• [THE PROBLEM] Show each line in the records below that contains the string "blouse". Letter case must match.

** Start of INFORMATION SHOWN **

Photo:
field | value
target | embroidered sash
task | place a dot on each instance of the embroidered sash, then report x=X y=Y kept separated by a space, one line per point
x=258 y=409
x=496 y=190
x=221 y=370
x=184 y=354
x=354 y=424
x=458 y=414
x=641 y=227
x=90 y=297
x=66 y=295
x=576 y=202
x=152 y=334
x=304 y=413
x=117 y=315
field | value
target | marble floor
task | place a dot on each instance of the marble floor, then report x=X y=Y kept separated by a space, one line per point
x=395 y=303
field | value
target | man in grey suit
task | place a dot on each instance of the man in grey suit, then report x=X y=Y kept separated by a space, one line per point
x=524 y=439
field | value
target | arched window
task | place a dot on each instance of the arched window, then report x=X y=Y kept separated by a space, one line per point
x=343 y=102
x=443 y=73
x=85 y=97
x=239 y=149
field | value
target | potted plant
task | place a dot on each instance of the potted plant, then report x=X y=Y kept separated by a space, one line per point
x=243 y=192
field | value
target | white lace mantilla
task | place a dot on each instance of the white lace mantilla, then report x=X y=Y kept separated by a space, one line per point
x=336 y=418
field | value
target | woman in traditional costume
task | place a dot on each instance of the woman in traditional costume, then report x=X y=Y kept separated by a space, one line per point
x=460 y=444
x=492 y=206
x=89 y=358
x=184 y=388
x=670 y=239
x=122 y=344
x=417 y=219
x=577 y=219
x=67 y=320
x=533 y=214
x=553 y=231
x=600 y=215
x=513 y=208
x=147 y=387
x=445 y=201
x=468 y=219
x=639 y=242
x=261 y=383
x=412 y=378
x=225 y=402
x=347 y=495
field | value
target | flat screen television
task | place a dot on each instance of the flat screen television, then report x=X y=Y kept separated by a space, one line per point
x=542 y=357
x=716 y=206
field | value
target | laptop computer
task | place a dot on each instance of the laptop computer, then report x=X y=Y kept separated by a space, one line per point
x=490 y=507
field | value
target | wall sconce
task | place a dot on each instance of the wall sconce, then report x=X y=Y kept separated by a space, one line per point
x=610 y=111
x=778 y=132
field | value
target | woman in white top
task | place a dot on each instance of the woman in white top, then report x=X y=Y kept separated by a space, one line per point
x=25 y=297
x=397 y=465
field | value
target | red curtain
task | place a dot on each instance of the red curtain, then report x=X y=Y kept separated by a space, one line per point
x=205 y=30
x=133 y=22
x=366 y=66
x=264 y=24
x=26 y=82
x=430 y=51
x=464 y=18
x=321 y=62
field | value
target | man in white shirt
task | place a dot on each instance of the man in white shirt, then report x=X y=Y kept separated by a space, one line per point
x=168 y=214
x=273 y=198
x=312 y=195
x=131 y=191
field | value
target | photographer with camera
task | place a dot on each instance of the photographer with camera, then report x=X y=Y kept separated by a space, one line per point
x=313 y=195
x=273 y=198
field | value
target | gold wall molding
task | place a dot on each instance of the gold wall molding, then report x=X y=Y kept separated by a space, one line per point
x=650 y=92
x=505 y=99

** End of INFORMATION SHOWN **
** Start of INFORMATION SHOWN **

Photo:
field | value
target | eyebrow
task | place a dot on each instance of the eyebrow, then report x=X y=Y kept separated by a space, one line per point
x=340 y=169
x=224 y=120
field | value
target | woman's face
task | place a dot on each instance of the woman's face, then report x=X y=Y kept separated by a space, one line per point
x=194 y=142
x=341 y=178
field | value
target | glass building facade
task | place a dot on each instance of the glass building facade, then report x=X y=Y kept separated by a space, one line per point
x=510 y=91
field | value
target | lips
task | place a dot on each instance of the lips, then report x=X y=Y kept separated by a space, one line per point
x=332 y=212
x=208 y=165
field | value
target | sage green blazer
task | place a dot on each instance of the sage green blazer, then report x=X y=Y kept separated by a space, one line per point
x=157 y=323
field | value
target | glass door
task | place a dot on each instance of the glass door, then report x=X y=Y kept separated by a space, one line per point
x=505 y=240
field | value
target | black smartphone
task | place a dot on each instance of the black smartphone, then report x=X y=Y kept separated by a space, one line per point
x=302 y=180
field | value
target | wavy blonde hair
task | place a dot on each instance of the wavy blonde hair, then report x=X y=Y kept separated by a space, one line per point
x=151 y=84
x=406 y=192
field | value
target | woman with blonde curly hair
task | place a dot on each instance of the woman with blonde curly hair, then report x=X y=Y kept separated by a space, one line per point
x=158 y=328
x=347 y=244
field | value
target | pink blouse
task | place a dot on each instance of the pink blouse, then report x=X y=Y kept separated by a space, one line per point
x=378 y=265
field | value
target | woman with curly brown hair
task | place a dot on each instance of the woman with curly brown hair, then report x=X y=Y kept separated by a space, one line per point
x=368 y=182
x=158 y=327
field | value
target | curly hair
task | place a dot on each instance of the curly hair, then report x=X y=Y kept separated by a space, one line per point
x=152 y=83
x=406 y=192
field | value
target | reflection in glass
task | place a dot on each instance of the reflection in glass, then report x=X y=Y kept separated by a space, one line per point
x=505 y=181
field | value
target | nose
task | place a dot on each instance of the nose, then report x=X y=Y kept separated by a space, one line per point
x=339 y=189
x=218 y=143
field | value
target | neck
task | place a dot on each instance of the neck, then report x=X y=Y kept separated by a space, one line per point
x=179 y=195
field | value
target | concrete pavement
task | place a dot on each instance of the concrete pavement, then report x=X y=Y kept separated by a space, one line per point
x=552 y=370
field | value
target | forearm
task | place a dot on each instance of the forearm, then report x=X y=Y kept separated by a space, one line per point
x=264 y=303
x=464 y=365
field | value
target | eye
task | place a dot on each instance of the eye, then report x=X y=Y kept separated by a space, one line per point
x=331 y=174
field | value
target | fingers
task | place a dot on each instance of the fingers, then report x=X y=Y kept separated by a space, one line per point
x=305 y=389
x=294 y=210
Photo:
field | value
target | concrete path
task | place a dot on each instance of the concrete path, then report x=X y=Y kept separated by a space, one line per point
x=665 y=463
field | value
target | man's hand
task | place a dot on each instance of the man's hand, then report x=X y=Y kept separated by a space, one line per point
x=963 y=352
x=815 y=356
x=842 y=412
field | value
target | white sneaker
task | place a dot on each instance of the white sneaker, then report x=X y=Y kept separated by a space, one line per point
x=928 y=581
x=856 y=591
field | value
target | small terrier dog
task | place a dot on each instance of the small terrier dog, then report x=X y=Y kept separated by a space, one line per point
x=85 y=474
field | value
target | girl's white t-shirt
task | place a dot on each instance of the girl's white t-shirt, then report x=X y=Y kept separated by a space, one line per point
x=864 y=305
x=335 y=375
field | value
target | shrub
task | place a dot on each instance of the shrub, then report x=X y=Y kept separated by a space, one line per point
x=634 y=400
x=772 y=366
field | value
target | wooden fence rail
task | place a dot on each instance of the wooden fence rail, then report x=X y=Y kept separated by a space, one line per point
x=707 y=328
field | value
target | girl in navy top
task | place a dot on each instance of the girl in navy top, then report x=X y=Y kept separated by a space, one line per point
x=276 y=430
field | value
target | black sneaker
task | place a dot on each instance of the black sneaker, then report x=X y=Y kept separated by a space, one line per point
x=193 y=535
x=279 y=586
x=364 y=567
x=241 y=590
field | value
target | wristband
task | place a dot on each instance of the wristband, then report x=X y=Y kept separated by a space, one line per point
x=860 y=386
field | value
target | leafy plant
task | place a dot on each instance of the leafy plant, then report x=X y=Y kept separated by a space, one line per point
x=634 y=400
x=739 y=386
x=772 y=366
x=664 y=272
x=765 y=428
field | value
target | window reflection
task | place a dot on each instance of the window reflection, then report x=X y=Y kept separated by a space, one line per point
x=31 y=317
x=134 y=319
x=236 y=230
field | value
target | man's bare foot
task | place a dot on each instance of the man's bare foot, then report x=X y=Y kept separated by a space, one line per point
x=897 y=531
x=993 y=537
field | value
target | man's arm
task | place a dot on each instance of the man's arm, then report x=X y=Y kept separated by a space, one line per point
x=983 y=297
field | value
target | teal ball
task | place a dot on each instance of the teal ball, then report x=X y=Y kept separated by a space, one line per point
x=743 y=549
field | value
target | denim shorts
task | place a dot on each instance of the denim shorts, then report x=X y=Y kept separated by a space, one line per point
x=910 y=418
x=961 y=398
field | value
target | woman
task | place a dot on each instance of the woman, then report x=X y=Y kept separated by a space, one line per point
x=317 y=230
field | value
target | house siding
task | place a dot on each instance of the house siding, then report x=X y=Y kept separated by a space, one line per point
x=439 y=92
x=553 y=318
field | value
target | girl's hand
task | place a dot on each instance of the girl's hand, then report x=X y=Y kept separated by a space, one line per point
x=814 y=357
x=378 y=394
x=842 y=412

** End of INFORMATION SHOWN **

• [FINAL RESULT]
target | pink blouse
task | place a dot on each instance of the pink blouse, then report x=X y=Y kept separated by a space, one line per point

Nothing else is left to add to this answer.